> **Texte fourni**
En 1922, il rejoint l'aventure Surréaliste ; le premier à s'adonner aux grands sommeils surréalistes, il déclame, écrit les mots jaillis de l'inconscient, dont il ne se souvient plus une fois éveillé. Mais il faut bien vivre, les emplois se succèdent, comptable, courtier de publicité, journaliste dans une presse qu’il dénonce «Un journal s'écrit-il avec de l'encre ? Peut-être, mais il s'écrit surtout avec du pétrole, de la margarine, du ripolin, du charbon, du caoutchouc, voire ce que vous pensez… quand il ne s'écrit pas avec du sang ! »

Face à la montée du fascisme, son engagement politique ne va cesser de croître, renonçant à son pacifisme.

Puis arrive l’Occupation. Chaque jour, il se rend au Petit Catalan, restaurant de la rue des Grands-Augustins, pas pour manger, il n'en a pas les moyens, mais pour chercher des restes pour le chat de sa compagne, Youki. "Ils sont foutus", dit-il en entrant, puis passe d'une table à l'autre en racontant des blagues.

En juillet 1942, il fait partie du réseau AGIR ; il transmet à l'I.S. (Intellignece Service) des informations confidentielles parvenues à Paris-Soir : mouvements de troupe, noms de hauts fonctionnaires allemands, tout en fabriquant des faux papiers pour des Juifs ou des résistants en difficulté.

> **Travail demandé**
1. Renvoyez à l'identique toutes les lignes des enregistrements de formes annotées ci-dessous, en laissant les images de côté.
2. Donnez la suite du texte ci-dessus sur ce parcours, du Surréalisme à la Résistance, en commençant après sa dernière phrase.

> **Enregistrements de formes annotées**
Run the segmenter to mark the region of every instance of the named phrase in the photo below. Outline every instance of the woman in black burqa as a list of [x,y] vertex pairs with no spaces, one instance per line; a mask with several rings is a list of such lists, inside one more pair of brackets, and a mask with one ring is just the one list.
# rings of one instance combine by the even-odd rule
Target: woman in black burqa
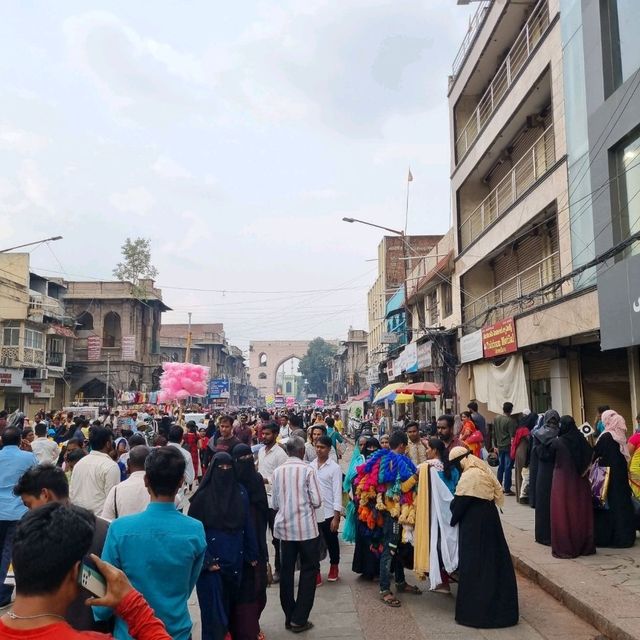
[[560,414],[550,409],[544,414],[542,425],[531,432],[529,505],[536,510],[536,542],[547,546],[551,544],[551,485],[556,455],[552,444],[559,428]]
[[189,515],[204,525],[207,550],[196,582],[202,640],[224,640],[231,607],[247,565],[258,564],[258,548],[247,490],[236,480],[233,459],[216,453],[191,497]]
[[236,478],[249,496],[249,513],[258,544],[258,562],[255,567],[244,566],[240,588],[231,606],[230,631],[234,640],[256,640],[260,636],[260,615],[267,604],[269,503],[264,480],[256,471],[251,447],[236,445],[232,457]]
[[555,467],[551,487],[551,553],[577,558],[596,552],[593,506],[587,472],[593,449],[571,416],[560,418],[558,437],[552,440]]
[[479,629],[518,624],[518,586],[498,514],[502,487],[486,462],[453,447],[449,462],[460,472],[451,503],[458,530],[456,622]]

> **Réponses attendues**
1.
Run the segmenter to mark the region of every instance of the named phrase in the photo below. Outline every instance of the woman in black burqa as a list of [x,y] vertex pairs with no spaces, one instance per line; a mask with several rings is a list of such lists, inside one more pair of brackets, and a mask with one ring is just the one list.
# rings of one instance combine by the even-odd rule
Target: woman in black burqa
[[560,414],[550,409],[544,414],[542,425],[531,432],[529,505],[536,510],[536,542],[547,546],[551,544],[551,485],[556,455],[552,444],[559,428]]
[[189,515],[204,525],[207,550],[196,582],[202,640],[224,640],[231,607],[247,565],[258,564],[258,548],[247,490],[236,480],[233,459],[216,453],[191,497]]
[[236,478],[249,496],[249,513],[258,544],[258,562],[255,567],[244,566],[240,588],[231,606],[230,631],[234,640],[256,640],[260,636],[260,615],[267,604],[269,503],[264,480],[256,471],[251,447],[236,445],[232,457]]
[[555,467],[551,487],[551,553],[577,558],[596,552],[593,506],[587,472],[593,449],[571,416],[560,418],[558,437],[552,440]]
[[479,629],[518,624],[518,586],[498,514],[502,487],[486,462],[453,447],[449,462],[460,472],[451,503],[458,530],[456,622]]

2.
Il se rapproche du réseau Morhange. Dès lors, aux missions de renseignements s'ajoutent des missions bien plus directes et violentes.

Le 22 février 1944, un  coup de téléphone l'a averti de l'arrivée imminente de la Gestapo ; deux membres de son groupe sont arrêtés. Desnos refuse de fuir de crainte qu'on emmenât Youki à sa place. Il a débarrassé sa bibliothèque de tous les documents compromettants, sauf un dans la reliure duquel se trouve un papier avec des noms, le premier est celui d'Aragon. On le prévient : "Prenez un vêtement chaud, là où vous allez les nuits seront longues et froides." Il est interrogé rue des Saussaies et transféré à Fresnes puis Compiègne et enfin Flossenburg.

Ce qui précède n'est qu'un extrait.